_Consigna 1:_ Enumera los objetos que, según el texto sobre el logbook, podrían combinarse en un nuevo collage.
##### Documento
Un logbook es la forma perfecta para adueñarme de mi entorno y obligarme a mirar — mirar hacia afuera. Corrí a comprarme un cuaderno de tapa lisa y marrón para que sirviera solo esa función. En la tapa escribí: Pay attention to what you pay attention to. Prestá atención a lo que le prestás atención, una frase de Amy Rose Rosenthal.
A eso me dediqué este año: a registrar mi día a día, lo que sucedía a mi alrededor. Básicamente, me convertí en una coleccionista y el mundo en mi búsqueda del tesoro.
Con el tiempo, sin embargo, el logbook se convirtió en un cuaderno de experimentación. ¿Y si además de escribir puedo pegar? Además de los registros diarios, empecé a guardarme basuritas. Así se desencadenó mis costumbres de cartonera: wow, ¡qué lindo es este paquete de fideos! Tijeras, plasticola y ya está: un nuevo collage. Tal vez combine bien con el boleto del tren, o la cuenta de mis cafés preferidos o los folletos turísticos que el Tano me trae a casa por si me interesa alguno.
##########
##### Listado
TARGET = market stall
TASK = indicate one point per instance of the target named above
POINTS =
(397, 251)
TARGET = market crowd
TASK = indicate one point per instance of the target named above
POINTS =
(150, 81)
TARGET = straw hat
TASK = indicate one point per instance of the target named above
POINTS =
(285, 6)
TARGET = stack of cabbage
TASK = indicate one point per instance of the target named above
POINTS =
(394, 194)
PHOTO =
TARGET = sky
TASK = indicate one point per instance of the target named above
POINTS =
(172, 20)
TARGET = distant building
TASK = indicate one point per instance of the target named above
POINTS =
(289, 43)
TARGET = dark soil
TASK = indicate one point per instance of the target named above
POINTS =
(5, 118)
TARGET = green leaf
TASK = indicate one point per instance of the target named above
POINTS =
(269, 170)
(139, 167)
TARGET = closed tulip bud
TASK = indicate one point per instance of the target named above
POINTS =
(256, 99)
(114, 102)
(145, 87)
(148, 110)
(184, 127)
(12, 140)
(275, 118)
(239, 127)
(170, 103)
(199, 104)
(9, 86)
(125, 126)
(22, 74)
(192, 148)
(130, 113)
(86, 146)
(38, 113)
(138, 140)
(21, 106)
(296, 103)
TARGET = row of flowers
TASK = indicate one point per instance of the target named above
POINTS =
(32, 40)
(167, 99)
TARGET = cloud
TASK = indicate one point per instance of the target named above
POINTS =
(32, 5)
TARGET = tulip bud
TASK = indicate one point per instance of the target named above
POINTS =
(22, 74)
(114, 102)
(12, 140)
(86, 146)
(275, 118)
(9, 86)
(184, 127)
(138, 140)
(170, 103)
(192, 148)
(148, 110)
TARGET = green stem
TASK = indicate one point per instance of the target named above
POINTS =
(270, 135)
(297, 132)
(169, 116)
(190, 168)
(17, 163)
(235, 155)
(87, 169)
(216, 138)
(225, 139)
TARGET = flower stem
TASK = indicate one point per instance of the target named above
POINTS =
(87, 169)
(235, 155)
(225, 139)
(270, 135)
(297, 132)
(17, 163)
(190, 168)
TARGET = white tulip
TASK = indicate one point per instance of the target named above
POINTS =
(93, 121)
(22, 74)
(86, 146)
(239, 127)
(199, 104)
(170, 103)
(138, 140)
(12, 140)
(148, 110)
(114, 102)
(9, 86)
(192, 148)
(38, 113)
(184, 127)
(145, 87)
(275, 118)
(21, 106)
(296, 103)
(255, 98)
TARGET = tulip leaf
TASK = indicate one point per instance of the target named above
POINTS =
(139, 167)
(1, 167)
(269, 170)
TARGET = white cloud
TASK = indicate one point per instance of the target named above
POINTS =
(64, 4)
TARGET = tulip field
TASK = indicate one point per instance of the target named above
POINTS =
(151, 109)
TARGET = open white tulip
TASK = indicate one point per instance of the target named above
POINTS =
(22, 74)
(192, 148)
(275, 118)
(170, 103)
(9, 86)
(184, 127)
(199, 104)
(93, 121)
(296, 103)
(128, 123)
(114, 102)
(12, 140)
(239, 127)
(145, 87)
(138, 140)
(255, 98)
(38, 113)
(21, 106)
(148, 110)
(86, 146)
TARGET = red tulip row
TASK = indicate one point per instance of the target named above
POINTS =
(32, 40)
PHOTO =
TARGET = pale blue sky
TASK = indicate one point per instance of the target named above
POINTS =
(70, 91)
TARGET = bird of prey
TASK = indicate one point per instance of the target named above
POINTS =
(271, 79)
##########
_Consigna 2:_ Indica cuántas líneas de los registros contienen la cadena "white", distinguiendo mayúsculas de minúsculas. Responde solo con el número.

_Respuesta escrita 1:_
- El paquete de fideos
- El boleto del tren
- La cuenta de los cafés preferidos
- Los folletos turísticos que trae el Tano

_Respuesta escrita 2:_ 3